What this task involves
Whatever lines the data contains, output all of them unchanged.

===

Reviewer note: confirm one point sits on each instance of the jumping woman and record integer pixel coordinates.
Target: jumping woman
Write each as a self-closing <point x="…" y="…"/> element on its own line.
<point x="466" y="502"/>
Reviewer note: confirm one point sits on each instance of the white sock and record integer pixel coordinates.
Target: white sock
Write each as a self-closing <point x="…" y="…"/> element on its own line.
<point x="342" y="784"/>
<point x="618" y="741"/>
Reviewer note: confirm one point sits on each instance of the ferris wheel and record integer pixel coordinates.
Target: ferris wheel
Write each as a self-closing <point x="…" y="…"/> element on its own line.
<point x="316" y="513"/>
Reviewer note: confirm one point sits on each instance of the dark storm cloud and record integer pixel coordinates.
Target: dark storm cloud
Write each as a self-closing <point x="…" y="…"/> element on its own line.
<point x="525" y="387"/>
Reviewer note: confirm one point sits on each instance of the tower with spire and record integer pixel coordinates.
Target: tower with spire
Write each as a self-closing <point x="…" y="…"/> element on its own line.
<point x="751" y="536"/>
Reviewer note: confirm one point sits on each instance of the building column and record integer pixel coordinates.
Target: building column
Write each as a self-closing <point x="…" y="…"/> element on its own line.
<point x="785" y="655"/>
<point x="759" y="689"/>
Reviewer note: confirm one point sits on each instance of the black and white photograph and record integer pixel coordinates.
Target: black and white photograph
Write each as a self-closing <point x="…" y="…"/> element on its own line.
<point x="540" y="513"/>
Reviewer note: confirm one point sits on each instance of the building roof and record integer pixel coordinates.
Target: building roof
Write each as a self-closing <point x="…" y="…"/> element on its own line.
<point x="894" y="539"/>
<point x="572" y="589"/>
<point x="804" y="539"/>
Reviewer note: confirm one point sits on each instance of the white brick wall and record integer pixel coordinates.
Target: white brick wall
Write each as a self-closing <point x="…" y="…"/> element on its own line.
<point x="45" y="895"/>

===

Expected output
Reviewer note: confirm one point sits on each instance of the jumping woman and record integer pixel coordinates.
Target: jumping woman
Write each as a self-closing <point x="…" y="…"/> element on its own line.
<point x="466" y="502"/>
Reviewer note: confirm one point sits on each instance of the white sock and record integer pixel coordinates.
Target: white sock
Write each as a self-closing <point x="…" y="…"/> element on its own line.
<point x="342" y="784"/>
<point x="618" y="741"/>
Reviewer note: confirm one point sits on each instance of the ferris wheel and record integer pixel coordinates.
Target: ferris wheel
Write each as a self-closing <point x="…" y="…"/> element on its own line.
<point x="316" y="513"/>
Reviewer note: confirm one point sits on each instance of the dark storm cloud and record integer pixel coordinates.
Target: dark storm cloud
Write each as a self-closing <point x="…" y="…"/> element on its own line.
<point x="525" y="387"/>
Reviewer note: confirm one point sits on each instance of the tower with spire and record integer pixel coordinates.
Target: tower with spire
Write each as a self-closing <point x="…" y="…"/> element on its own line.
<point x="751" y="536"/>
Reviewer note: confirm one point sits on each instance of the building column and record integer pixel coordinates.
Target: building column
Write each as a self-closing <point x="…" y="…"/> element on its own line.
<point x="785" y="655"/>
<point x="759" y="689"/>
Reviewer note: confirm one point sits on each instance of the black and white photograph and record integer pixel coordinates.
Target: black and white photograph
Write each as a self-closing <point x="…" y="…"/> element on its own line.
<point x="540" y="513"/>
Reviewer note: confirm one point sits on each instance of the building roof and record integer pixel coordinates.
Target: building roof
Write each as a self-closing <point x="…" y="…"/> element on its own line.
<point x="894" y="539"/>
<point x="572" y="589"/>
<point x="804" y="539"/>
Reviewer note: confirm one point sits on each instance of the white brick wall and record integer pixel coordinates.
Target: white brick wall
Write each as a self-closing <point x="…" y="…"/> element on its own line.
<point x="45" y="895"/>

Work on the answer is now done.